- _PROBLEMS AND TASKS_:
a) Answer the following from the forum thread on hyphens in search terms:
(i) According to GordonM, what do Google and Bing give the biggest rank to?
(ii) After two months of using "t shirt" throughout its site, what did Tubalcain's site start ranking for?
(iii) How often has Google been crawling Tubalcain's site?
b) Output, unchanged, the part of the forum thread on hyphens in search terms that opens with the words containing "To answer your" and closes with "term like that.".

- _DOCUMENT EXCERPT_:
# SEO Question



## codyjoe (May 6, 2013)

I've been trying to discern if there's truly any difference between the following search terms.

Custom T-Shirts
Custom T Shirts

I'm assuming that search engines don't see the difference between either of the terms since most links are read as "mywebsite.com/custom-t-shirts" but what confuses me is that when you research some of the top sites in the screen printing field. You'll find some ranking on key-terms with the "-" in their terms while others rank without it. Does it really make a difference or not whether you use a hyphen?


----------



## GordonM (May 21, 2012)

Dashes and underscores in page, directory, and sub-domain names generally don't make a difference. As tshirts isn't as humanly readable as t-shirts, you might opt for the latter if you can only use it once. I use variations in the text, titles, page names, and main headings to give broader scope for the SEs: tees, tee shirts, t-shirts, tshirts, t shirts, etc. These are used individually, and never in a way the SEs would consider to be "stuffed."

Don't judge ranking just on keywords. Both Google and Bing give the biggest rank to *quality* backlinks -- where links TO the site come from. More often than not, sites in the top two pages of a common search term have a healthy number of backlinks from trusted (non link-farm, etc.) sites.


----------



## codyjoe (May 6, 2013)

That's very strange then seeing how some sites are ranked for keyterms specifically using "t-shirts" while others are using "t shirts". Anyways, thanks for the info.


----------



## Tubalcain (Nov 7, 2013)

This is a good question and I might have a partial answer based on our experience. We wrote our entire web site using the term "t shirt" (no hyphen). After 2 months and keeping an eye on it in google webmaster tools, we started ranking for "shirt" and the variation "shirt*s*". "T", with or without hyphen was nowhere to be found in our keyword density list. It's like google totally ignored the standalone letter (T).

So that leads me to think that google does give some preference to having the hyphen in there. As in "t-shirts". So we went through our entire site a couple of days ago and changed all instances of "t shirt" to "t-shirt". In the beginning we assumed the hyphen didn't matter.

Google has been crawling our site almost religiously every seven days. So I should know the effects of this change on about 11/10/13.

To answer your question though, rankings are driven by a lot more that keywords, titles and other surface tweaks. What really matters most is the amount of content you have and how well you have established yourself as the authority in something. Authority is driven mostly by links to your site from relevant sites.

An authority might be something like "aqua-man t-shirts" where there would be fewer authorities than something generic like "t-shirts". It could takes years to get traction with a generic term like that.

So don't get too hung up on these word nuances and focus on generating good, useful, unique content for your site's users in the beginning. Variations on words is really a fine tuning thing you'll want to do later once established.


----------



## ourbusinessladde (Jan 7, 2015)

Generally there is no difference in Dashes and underscores in page


----------

- _MATERIAL SHOWN_:
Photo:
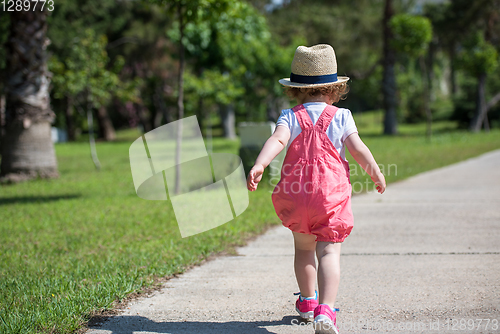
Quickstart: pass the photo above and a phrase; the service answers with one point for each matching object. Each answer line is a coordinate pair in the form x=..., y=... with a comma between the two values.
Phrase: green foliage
x=233, y=58
x=4, y=34
x=85, y=72
x=478, y=56
x=75, y=246
x=412, y=34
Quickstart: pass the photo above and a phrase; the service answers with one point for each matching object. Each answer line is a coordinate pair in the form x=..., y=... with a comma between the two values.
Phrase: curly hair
x=336, y=92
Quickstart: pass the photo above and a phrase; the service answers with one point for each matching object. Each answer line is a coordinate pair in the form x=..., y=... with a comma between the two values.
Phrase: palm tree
x=27, y=150
x=389, y=77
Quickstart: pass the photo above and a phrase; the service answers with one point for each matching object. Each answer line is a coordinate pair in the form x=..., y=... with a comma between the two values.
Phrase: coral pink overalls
x=314, y=193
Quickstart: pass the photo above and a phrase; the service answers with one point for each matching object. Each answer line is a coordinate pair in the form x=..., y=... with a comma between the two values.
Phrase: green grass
x=410, y=152
x=77, y=244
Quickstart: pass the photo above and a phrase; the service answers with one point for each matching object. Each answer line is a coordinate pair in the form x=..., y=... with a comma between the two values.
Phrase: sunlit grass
x=76, y=244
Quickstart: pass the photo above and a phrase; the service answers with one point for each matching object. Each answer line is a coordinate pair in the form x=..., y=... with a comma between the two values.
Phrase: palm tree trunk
x=180, y=102
x=389, y=77
x=27, y=149
x=70, y=122
x=106, y=128
x=477, y=120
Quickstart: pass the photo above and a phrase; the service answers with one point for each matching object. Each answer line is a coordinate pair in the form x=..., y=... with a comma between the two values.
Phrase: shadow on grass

- _SOLUTIONS BY TASK_:
a)
(i) Quality backlinks, meaning where links to the site come from.
(ii) "Shirt" and the variation "shirts."
(iii) Almost religiously every seven days.

b)
To answer your question though, rankings are driven by a lot more that keywords, titles and other surface tweaks. What really matters most is the amount of content you have and how well you have established yourself as the authority in something. Authority is driven mostly by links to your site from relevant sites.

An authority might be something like "aqua-man t-shirts" where there would be fewer authorities than something generic like "t-shirts". It could takes years to get traction with a generic term like that.